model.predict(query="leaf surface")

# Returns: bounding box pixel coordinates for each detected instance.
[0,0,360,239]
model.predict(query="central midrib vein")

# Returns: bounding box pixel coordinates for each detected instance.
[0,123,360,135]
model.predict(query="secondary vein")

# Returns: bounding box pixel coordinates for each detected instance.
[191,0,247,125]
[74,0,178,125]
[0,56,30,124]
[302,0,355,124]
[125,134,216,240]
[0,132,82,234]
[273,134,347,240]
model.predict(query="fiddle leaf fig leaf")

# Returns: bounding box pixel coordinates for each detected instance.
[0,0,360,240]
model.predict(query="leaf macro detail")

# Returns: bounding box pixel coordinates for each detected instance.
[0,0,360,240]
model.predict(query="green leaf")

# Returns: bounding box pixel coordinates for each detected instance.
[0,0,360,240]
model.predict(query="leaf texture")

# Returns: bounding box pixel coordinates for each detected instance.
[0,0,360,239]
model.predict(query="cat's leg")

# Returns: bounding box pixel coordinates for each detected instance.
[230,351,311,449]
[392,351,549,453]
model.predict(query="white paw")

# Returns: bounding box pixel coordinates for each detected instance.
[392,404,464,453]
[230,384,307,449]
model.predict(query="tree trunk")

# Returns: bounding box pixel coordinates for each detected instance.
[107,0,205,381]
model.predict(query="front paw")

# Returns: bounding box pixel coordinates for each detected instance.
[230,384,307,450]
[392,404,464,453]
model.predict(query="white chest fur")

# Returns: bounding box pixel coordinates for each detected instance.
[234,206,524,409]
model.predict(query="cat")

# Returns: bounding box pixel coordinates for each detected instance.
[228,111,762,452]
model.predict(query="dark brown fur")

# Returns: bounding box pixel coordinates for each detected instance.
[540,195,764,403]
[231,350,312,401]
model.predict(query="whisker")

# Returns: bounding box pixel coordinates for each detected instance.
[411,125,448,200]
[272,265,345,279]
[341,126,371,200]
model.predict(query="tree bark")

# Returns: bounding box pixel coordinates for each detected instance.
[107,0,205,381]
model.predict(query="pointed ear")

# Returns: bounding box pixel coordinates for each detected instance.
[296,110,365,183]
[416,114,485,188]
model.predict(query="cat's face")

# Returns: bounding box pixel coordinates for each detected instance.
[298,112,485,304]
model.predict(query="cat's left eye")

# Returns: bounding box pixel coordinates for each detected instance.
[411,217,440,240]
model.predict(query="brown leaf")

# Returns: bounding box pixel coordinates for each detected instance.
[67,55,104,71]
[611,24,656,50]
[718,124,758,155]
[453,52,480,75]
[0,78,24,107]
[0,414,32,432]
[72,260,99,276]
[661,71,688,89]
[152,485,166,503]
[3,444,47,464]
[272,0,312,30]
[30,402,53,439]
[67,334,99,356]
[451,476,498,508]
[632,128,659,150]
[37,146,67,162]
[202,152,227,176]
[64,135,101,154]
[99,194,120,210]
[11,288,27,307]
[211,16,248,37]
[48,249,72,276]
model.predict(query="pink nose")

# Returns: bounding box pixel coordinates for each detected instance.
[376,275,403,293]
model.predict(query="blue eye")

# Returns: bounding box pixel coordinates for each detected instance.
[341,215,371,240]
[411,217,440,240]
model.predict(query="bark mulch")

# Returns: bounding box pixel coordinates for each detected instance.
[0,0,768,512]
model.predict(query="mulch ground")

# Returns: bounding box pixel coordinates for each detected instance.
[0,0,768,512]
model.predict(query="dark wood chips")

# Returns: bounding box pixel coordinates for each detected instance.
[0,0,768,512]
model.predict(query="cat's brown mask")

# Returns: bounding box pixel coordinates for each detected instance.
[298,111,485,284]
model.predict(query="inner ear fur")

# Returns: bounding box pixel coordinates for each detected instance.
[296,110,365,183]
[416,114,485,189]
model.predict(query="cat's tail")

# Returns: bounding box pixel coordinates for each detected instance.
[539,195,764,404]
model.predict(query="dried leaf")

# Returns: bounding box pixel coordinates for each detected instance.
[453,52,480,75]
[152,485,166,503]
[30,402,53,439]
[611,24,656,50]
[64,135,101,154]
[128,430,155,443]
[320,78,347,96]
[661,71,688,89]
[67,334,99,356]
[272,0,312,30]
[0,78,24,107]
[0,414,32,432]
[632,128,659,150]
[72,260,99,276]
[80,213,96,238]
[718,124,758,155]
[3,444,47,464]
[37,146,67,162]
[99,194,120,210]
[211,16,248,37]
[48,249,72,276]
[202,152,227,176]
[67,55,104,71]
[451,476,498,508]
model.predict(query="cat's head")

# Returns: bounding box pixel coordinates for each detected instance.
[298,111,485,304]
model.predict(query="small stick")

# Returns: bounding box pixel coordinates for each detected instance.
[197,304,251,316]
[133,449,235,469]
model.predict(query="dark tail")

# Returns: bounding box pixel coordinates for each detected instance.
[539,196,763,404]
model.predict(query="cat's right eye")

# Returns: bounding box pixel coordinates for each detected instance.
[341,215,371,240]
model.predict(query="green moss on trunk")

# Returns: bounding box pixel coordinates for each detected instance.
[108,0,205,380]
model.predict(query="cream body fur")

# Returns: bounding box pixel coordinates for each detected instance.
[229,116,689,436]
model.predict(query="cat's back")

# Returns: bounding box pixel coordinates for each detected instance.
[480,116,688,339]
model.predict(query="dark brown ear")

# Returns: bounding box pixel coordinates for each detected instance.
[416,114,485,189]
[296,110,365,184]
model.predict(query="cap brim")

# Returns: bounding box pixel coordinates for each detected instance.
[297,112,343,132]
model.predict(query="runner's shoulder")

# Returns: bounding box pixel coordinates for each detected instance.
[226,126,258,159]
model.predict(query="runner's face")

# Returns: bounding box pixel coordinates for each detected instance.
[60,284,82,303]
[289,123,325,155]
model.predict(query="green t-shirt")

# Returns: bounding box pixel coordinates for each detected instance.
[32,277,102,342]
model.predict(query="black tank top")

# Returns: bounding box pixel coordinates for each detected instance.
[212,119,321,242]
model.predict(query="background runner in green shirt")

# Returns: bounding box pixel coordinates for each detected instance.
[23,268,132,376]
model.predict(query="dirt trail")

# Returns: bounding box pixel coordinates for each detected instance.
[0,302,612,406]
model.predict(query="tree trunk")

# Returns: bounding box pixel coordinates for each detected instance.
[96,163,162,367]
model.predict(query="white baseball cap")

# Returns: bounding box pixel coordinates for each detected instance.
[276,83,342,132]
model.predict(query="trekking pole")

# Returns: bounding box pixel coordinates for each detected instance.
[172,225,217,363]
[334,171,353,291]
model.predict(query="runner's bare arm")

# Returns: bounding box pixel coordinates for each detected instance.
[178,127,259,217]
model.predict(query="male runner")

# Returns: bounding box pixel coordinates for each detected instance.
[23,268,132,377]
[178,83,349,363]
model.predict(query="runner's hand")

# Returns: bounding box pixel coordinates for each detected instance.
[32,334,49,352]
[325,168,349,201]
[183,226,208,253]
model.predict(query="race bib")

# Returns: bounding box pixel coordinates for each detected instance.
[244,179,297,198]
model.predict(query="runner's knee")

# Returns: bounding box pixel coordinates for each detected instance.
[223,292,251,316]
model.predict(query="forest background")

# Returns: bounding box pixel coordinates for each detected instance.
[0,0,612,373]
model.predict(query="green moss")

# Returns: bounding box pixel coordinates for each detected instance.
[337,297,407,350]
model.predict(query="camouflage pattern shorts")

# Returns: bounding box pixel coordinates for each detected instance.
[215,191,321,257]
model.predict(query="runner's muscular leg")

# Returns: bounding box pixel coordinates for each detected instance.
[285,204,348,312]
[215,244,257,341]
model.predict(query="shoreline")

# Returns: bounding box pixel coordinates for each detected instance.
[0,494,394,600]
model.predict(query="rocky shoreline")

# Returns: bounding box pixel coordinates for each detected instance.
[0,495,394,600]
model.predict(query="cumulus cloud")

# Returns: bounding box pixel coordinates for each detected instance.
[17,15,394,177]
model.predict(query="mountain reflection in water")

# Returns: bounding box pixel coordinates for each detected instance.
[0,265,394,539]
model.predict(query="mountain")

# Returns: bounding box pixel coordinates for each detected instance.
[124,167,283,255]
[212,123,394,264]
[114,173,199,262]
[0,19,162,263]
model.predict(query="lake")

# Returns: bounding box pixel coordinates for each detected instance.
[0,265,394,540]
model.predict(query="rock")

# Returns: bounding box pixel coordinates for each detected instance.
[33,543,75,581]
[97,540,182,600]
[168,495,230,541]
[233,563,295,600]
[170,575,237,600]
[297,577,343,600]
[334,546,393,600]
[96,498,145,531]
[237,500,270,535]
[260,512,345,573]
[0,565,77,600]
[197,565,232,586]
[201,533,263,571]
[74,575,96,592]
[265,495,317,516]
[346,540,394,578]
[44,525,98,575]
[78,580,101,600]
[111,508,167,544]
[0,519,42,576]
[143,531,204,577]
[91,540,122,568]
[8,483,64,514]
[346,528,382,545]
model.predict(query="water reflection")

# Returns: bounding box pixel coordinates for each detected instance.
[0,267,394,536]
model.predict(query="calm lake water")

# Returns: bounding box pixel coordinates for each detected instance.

EXERCISE TASK:
Reproduce everything from the first line down to the line containing "[0,123,360,135]", requests included, and shift every bounding box coordinate in the answers by -138.

RESULT:
model.predict(query="leaf surface")

# Returns: bounding box pixel coordinates for each detected instance.
[-138,-138,222,101]
model.predict(query="central midrib vein")

# Returns: bounding box pixel coordinates for each detected instance.
[-138,-15,222,-3]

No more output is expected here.